Work to complete – Please state how the mean free path page below defines the mean free path.

Reading text –
□ □ □ □ □ □ □

# Mean Free Path Calculator

Created by Dominik Czernia, PhD
Reviewed by Bogna Szyk and Steven Wooding
Last updated: Nov 02, 2022

This mean free path calculator will help you calculate the mean free path of a particle with the specific diameter in an ideal gas.

An ideal gas consists of a large number of particles (atoms or molecules) that are in constant rapid motion and can collide with each other. During these perfectly elastic collisions, particles can change their directions or energies. The mean free path is the average distance that a particle travels in a material medium between successive collisions with particles of that medium. The term "mean free path" is used in many areas of physics.

Do you want to learn how to calculate the mean free path? In the following text, you will find a more detailed definition of the mean free path and the mean free path formula. Use our calculator to estimate the average distance between particles' collisions of every ideal gas you want. All you need is to provide the ideal gas parameters (pressure and temperature) and an effective particle diameter to the mean free path equation. At the end of this text, you can find a table with the atomic radii of some elements.

If you want to analyze the properties of real gases, don't hesitate and check out our van der Waals equation calculator!

## Mean free path definition

In gases, particles have full freedom of movement – there are no chemical bonds between them. All of them are in constant motion in the space occupied by the gas and never stop in one place. There are virtually no long-range interactions between molecules, and the existing ones are very weak. The only way particles can interact is by colliding with each other.

Moreover, if the gas is placed in a container, its particles constantly collide with the walls of the container, exerting a specific and constant pressure on them.

Have you ever wondered how fast do particles move in gases? Check it out using our particle velocity calculator!

Look at the above animation and focus on one specific particle. How far does it travel without any collision? The answer will always be different because of those particles' chaotic motion. Nevertheless, we can calculate the average distance traveled by a moving particle. We call it the mean free path, and it is often used in:

• Radiography to measure the thickness of a piece of material;

• Particle physics to measure the magnitude of the interactions of the high-energy photons with a material (radiation length);

• Electronics to describe the electrical mobility (see drift velocity calculator);

• Diffusion and transport phenomena, for example, to determine the Knudsen number, which helps to decide whether we can use statistical mechanics or the continuum mechanics (see knudsen number calculator); and also

• Nuclear physics, optics, astronomy or acoustics.

□ □ □ □ □ □ □

Data listing –
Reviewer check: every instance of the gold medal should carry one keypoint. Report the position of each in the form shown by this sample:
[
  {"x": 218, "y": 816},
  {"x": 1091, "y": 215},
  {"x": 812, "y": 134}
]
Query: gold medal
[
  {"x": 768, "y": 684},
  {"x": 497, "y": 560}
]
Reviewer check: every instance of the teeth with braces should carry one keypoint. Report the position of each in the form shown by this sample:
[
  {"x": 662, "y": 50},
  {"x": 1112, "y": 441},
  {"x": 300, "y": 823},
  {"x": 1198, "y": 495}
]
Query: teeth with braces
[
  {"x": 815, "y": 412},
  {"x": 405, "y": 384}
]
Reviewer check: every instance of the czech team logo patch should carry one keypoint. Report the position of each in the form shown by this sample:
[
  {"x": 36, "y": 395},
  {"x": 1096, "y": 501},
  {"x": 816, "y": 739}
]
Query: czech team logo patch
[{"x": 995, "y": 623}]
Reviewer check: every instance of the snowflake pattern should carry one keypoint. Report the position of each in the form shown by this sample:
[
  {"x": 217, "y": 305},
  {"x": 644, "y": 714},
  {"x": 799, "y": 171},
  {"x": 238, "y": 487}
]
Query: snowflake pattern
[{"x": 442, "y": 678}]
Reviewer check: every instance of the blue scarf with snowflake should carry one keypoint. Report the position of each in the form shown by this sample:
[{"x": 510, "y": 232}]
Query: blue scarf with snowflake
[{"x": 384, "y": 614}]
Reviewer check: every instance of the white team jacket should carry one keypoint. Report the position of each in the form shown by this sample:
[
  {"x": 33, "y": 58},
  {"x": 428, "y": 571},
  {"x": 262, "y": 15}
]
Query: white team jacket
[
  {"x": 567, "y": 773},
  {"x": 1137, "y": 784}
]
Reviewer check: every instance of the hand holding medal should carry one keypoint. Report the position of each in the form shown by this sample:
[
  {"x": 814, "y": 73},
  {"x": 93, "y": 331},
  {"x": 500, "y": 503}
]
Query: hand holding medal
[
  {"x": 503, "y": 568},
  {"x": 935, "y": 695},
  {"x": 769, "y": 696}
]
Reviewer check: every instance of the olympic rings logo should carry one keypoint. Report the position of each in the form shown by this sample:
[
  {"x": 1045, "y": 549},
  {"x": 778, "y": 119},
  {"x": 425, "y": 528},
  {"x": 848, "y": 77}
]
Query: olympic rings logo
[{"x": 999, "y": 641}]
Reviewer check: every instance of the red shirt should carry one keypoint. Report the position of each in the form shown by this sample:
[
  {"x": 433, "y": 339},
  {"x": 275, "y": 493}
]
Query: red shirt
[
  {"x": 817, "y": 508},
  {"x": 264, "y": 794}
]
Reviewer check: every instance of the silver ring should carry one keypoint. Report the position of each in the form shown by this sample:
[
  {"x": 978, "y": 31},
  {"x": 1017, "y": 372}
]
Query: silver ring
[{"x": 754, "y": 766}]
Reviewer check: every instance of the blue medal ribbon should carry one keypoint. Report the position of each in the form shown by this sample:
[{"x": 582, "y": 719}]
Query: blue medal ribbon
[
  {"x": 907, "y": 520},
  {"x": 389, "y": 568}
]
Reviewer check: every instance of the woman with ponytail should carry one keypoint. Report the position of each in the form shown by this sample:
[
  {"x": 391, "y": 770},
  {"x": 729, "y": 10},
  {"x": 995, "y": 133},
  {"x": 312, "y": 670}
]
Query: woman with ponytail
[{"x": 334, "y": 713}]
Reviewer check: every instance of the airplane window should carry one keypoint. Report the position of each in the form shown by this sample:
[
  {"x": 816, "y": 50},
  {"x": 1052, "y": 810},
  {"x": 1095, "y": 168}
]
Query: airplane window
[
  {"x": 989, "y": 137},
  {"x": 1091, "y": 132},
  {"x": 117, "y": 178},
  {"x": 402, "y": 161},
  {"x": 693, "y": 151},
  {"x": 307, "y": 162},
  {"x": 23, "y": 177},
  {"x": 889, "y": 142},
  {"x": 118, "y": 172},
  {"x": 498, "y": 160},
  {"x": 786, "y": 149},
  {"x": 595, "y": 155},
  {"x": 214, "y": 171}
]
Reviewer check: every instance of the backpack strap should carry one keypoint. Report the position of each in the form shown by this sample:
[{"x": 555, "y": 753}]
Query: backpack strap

□ □ □ □ □ □ □

Full response – It is the average distance a particle travels in a material medium between successive collisions with particles of that medium.